* begin Source extract *

Most scholarly research on violence has collected data at the state level, rather than the county level (where the boundaries of the eleven nations are delineated). Still, the trends are clear. The same handful of nations show up again and again at the top and the bottom of state-level figures on deadly violence, capital punishment, and promotion of gun ownership.

Consider assault deaths. Kieran Healy, a Duke University sociologist, broke down the per capita, age-adjusted deadly assault rate for 2010. In the northeastern states—almost entirely dominated by Yankeedom, New Netherland, and the Midlands—just over 4 people per 100,000 died in assaults. By contrast, southern states—largely monopolized by Deep South, Tidewater, and Greater Appalachia—had a rate of more than 7 per 100,000. The three deadliest states—Louisiana, Mississippi, and Alabama, where the rate of killings topped 10 per 100,000—were all in Deep South territory. Meanwhile, the three safest states—New Hampshire, Maine, and Minnesota, with rates of about 2 killings per 100,000—were all part of Yankeedom.

* end Source extract *
* begin Data excerpts *

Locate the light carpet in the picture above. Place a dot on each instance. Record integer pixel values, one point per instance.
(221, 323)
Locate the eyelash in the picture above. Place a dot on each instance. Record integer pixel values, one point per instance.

* end Data excerpts *
* begin Data excerpts *

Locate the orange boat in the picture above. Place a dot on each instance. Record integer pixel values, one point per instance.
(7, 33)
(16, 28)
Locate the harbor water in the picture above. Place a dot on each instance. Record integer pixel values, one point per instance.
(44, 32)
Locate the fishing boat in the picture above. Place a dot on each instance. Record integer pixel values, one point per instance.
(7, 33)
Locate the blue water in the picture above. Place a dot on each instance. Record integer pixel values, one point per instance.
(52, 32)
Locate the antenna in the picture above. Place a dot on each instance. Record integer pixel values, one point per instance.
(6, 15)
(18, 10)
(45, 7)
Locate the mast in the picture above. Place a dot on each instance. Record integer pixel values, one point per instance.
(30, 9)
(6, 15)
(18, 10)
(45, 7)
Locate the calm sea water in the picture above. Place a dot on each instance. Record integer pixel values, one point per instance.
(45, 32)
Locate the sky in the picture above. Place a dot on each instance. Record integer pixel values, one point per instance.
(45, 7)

* end Data excerpts *

#### [Prompt A]
The passage on regional violence says most research works with state-level data. Explain why that is a limitation and why the passage still calls the trends clear.
#### [Prompt B]
Pick up the passage on regional violence after its last sentence and continue it.

#### [Exercise response A]
State-level data is a limitation because the boundaries of the eleven nations are drawn at the county level, not the state level. The trends are still clear because the same handful of nations keep showing up at the top and the bottom of state-level figures on deadly violence, capital punishment, and promotion of gun ownership.

#### [Exercise response B]
Not surprisingly, black Americans have it worse than whites. Countrywide, according to Healy, blacks die from assaults at the bewildering rate of about 20 per 100,000, while the rate for whites is less than 6. But does that mean racial differences might be skewing the homicide data for nations with larger African-American populations? Apparently not. A classic 1993 study by the social psychologist Richard Nisbett, of the University of Michigan, found that homicide rates in small predominantly white cities were three times higher in the South than in New England. Nisbett and a colleague, Andrew Reaves, went on to show that southern rural counties had white homicide rates more than four times those of counties in New England, Middle Atlantic, and Midwestern states.

Stand-your-ground laws are another dividing line between American nations. Such laws waive a citizen’s duty to try and retreat from a threatening individual before killing the person. Of the twenty-three states to pass stand-your-ground laws, only one, New Hampshire, is part of Yankeedom, and only one, Illinois, is in the Midlands. By contrast, each of the six Deep South–dominated states has passed such a law, and almost all the other states with similar laws are in the Far West or Greater Appalachia.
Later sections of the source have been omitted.